### [GIVEN DATA]
+-------+

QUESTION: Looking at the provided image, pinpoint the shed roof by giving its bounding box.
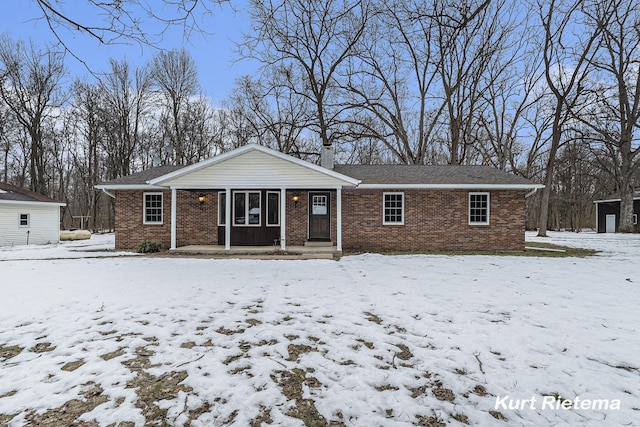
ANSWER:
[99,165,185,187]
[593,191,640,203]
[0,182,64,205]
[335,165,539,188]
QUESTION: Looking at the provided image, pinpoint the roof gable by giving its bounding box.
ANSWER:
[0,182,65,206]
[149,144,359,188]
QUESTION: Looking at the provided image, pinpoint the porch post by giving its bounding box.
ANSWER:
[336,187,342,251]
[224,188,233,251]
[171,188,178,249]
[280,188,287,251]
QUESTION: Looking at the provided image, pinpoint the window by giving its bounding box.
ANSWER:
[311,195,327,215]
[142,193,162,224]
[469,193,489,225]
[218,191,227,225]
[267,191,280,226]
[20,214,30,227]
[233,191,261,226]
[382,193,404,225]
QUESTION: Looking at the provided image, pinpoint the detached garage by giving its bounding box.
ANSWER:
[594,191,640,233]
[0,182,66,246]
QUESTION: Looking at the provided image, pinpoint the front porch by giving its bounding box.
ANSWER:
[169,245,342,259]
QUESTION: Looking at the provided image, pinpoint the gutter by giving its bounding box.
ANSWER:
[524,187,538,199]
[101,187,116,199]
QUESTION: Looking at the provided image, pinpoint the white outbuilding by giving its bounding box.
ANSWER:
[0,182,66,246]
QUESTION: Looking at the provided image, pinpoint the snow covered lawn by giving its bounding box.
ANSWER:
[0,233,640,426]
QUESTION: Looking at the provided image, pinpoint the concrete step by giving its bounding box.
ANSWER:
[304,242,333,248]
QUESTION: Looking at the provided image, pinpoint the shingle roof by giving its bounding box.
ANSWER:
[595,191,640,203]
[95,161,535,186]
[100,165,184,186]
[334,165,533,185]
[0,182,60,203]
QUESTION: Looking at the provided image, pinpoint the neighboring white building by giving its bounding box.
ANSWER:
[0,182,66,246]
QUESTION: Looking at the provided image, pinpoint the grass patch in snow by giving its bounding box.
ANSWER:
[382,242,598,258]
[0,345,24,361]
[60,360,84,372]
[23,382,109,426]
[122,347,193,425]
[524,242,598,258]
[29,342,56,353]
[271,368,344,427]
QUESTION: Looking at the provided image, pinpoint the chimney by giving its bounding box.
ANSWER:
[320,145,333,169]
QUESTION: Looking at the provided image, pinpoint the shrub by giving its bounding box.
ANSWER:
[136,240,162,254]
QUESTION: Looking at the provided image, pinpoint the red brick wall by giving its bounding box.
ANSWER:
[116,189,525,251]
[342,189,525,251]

+-------+

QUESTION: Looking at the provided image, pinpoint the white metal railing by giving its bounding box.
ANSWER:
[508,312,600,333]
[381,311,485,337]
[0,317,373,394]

+-------+

### [SHORT TASK]
Rewrite the records starting at the line containing "railing by giving its bounding box." and ending at the line containing "[0,317,373,394]", switching "metal" to "iron" and leaving everything else unchanged. Give only those lines.

### [SOLVED EXERCISE]
QUESTION: Looking at the provided image, pinpoint the white iron railing by giving its bounding box.
ANSWER:
[508,312,600,333]
[381,311,485,337]
[0,317,373,394]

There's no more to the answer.